• Exercise goal: Nothing but the lines from the one containing "Task: locate the bicycle wheel" through the end of the data below may appear in the response, each one exact.

[[ Data records open ]]

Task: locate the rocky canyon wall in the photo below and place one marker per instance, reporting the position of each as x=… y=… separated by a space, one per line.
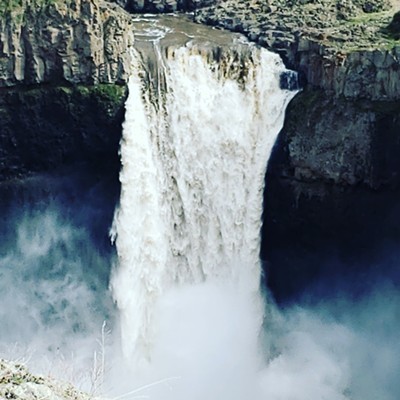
x=63 y=70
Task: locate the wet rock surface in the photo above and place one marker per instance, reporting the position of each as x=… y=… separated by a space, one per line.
x=79 y=41
x=343 y=48
x=16 y=382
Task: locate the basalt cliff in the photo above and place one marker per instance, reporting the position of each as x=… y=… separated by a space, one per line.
x=334 y=176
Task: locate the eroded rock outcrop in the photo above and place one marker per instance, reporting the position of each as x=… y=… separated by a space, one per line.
x=16 y=382
x=340 y=47
x=77 y=41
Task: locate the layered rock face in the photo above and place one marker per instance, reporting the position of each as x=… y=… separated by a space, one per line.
x=63 y=69
x=339 y=47
x=73 y=41
x=333 y=182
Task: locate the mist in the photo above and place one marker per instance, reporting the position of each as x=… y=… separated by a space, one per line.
x=212 y=340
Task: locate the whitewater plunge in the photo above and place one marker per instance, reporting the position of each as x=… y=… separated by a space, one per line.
x=202 y=117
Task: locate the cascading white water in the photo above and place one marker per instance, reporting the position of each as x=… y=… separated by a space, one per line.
x=201 y=121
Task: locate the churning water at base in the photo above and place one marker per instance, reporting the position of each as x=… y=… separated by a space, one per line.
x=201 y=121
x=202 y=117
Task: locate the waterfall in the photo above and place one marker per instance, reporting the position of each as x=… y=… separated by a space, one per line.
x=201 y=119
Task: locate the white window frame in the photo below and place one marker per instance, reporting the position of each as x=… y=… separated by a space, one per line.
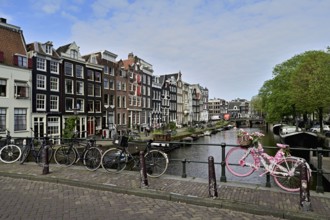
x=54 y=67
x=53 y=103
x=41 y=64
x=54 y=84
x=41 y=82
x=41 y=102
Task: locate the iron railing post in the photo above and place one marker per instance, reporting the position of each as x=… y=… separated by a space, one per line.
x=184 y=174
x=223 y=163
x=213 y=192
x=305 y=202
x=143 y=171
x=319 y=175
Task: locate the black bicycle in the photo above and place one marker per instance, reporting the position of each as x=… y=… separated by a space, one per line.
x=9 y=153
x=76 y=150
x=116 y=159
x=37 y=153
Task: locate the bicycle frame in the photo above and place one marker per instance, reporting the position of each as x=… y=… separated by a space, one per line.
x=273 y=162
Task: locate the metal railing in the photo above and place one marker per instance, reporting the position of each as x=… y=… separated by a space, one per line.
x=318 y=170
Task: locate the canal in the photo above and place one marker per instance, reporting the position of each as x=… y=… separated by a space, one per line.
x=200 y=151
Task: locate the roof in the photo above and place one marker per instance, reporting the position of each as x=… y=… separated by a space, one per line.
x=11 y=42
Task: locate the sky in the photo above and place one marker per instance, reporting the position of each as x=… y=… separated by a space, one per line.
x=229 y=47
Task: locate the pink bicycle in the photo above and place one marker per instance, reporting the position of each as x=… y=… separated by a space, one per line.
x=244 y=160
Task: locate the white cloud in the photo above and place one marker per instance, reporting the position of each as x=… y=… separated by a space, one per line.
x=228 y=47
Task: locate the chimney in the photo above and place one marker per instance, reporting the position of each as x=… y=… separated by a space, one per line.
x=3 y=20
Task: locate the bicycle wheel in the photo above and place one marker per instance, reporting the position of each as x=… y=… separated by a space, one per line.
x=92 y=158
x=25 y=153
x=233 y=164
x=114 y=160
x=65 y=155
x=156 y=163
x=10 y=153
x=290 y=180
x=41 y=155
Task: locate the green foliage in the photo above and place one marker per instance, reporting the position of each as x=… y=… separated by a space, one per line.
x=172 y=126
x=299 y=85
x=70 y=124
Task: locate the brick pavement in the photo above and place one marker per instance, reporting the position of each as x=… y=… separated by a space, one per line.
x=247 y=198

[[ Data records closed ]]

• Solution to the problem:
Task: locate the bicycle wheel in the photo above and place one marker per instance, reporting the position of each as x=… y=… separated by a space, one per line.
x=92 y=158
x=25 y=153
x=233 y=164
x=114 y=160
x=65 y=155
x=156 y=163
x=10 y=153
x=290 y=180
x=41 y=155
Task: locate the green foliage in the photo above and place one marker per instance, reporting the position of each as x=… y=… separated by a space, one per line.
x=172 y=126
x=299 y=85
x=70 y=124
Task: locate the brick pavement in the photo above and place one marker per instance, reporting the position of each as x=… y=… separated by a space, one per line.
x=247 y=198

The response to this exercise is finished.